# EXTRACT PROVIDED
Scientific inquiry is rooted in the desire to discover, but there is no discovery so important that in its pursuit a threat to human life can be tolerated.
Write a unified essay in which you perform the following tasks. Explain what you think the above statements means. Describe a specific situation in which a threat to human life might be tolerated in the pursuit of scientific discovery. Discuss what you think determines when the pursuit of scientific discovery is more important than the protection of human life.
The statement suggests that, although curiosity for knowledge is a trait that characterizes human beings, it is not a justification for scientific inquiries. Most obviously, when a human life is threatened during an attempt in scientific discovery, the attempt is unacceptable regardless of its goal and procedure. One could quickly think of the horrific story of Frankenstein, where an experiment to raise the dead lead to devastation and destruction. Modern biotechnology research sometimes carry the same connotation, when lives of human subjects or even the public are sometimes in risk in the experiments. For example, the statement would argue strongly against the revitalization of extinct viruses for biochemical research.
The statement seems to suggest that any risk to human life is intolerable in the pursuit of knowledge, but such a stringent conclusion could cause much harm to humanity as well. The clear example would be the termination of the majority of medical research. Any new medication or medical procedure would involve a certain level of risk to test subjects or early users when it is first introduced. Without medicine, human beings would suffer from countless diseases and injuries, defeating the purpose of the statement to protect human lives.

# ENTRIES SHOWN
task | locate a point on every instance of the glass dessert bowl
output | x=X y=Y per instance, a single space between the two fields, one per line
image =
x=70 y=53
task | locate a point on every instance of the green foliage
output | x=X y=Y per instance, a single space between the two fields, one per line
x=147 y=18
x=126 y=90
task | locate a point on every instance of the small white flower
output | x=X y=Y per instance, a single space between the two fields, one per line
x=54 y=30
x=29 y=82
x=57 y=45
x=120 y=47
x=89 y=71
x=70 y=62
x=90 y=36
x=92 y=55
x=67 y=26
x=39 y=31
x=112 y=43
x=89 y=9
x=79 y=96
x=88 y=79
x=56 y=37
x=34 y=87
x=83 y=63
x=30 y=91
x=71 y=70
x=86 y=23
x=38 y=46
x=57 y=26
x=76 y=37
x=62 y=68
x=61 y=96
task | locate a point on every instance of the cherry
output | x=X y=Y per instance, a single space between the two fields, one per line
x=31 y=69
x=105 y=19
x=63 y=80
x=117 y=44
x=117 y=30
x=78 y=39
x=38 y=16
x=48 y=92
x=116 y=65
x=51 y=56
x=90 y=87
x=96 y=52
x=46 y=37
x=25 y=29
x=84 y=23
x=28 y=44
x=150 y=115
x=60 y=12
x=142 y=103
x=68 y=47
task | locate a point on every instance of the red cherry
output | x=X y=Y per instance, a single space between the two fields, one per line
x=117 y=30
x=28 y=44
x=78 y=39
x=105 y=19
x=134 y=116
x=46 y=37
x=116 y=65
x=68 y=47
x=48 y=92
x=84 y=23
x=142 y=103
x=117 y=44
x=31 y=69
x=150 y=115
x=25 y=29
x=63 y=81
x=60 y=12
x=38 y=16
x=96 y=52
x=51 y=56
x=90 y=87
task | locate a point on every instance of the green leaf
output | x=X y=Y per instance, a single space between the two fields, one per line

# YOUR OBJECTIVE
Please answer these questions using the essay on scientific discovery.
1. Which story does the essay cite as an experiment to raise the dead?
2. What research does the essay say the statement would argue strongly against?
3. What does the essay call the clear example of harm from too stringent a conclusion?

# REPLY
1. Frankenstein
2. The revitalization of extinct viruses for biochemical research
3. The termination of the majority of medical research